30 Jahre Universitätsklinikum:
Benjamin-Franklin-Contest
Die medizinische Game-Show
Der Amateur gilt selbst in dieser
jungen Gattung nichts. Die Heidelberger haben zum Schluß gleich sieben
Tage die Woche trainiert, und man hat sie auch nicht wahllos vor der Mensa
aufgegriffen. Schriftliche Bewerbung, mündliche Prüfung: Aus
sechzig Bewerbern hat man fünf gesiebt, die nach Berlin fahren.
Sechs Teams aus je fünf Medizinstudenten
messen ihr Wissen und kämpfen um die Ehre ihrer Universität.
So etwas wie den Benjamin-Franklin-Contest (BFC) hat es zumindest in der
Medizin noch nicht gegeben. Schnelldiagnosen, Internet-Jagd und Praxis-Tests:
Der Hörsaal West des Benjamin-Franklin-Klinikums wird zum Game-Show-Studio.
Berlin hat Aachen, Heidelberg, Lübeck, Marburg und ein Team von der
LMU in München geladen. Unis aus dem Osten waren für den Contest
nicht zu begeistern.
Das Med-Quiz: Wer haut am schnellsten auf den "Buzzer".

▬▬▬

- **Aufgabe**:
Welche Universitäten hat Berlin laut dem Lerntext zum Contest eingeladen? Die Zeilen sind eigenständiges Material und gehören nicht zum Lerntext.

▬▬▬

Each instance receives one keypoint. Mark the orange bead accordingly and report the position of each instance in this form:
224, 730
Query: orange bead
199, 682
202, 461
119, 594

▬▬▬

- **Antwort unten**:
Aachen, Heidelberg, Lübeck, Marburg und ein Team der LMU in München.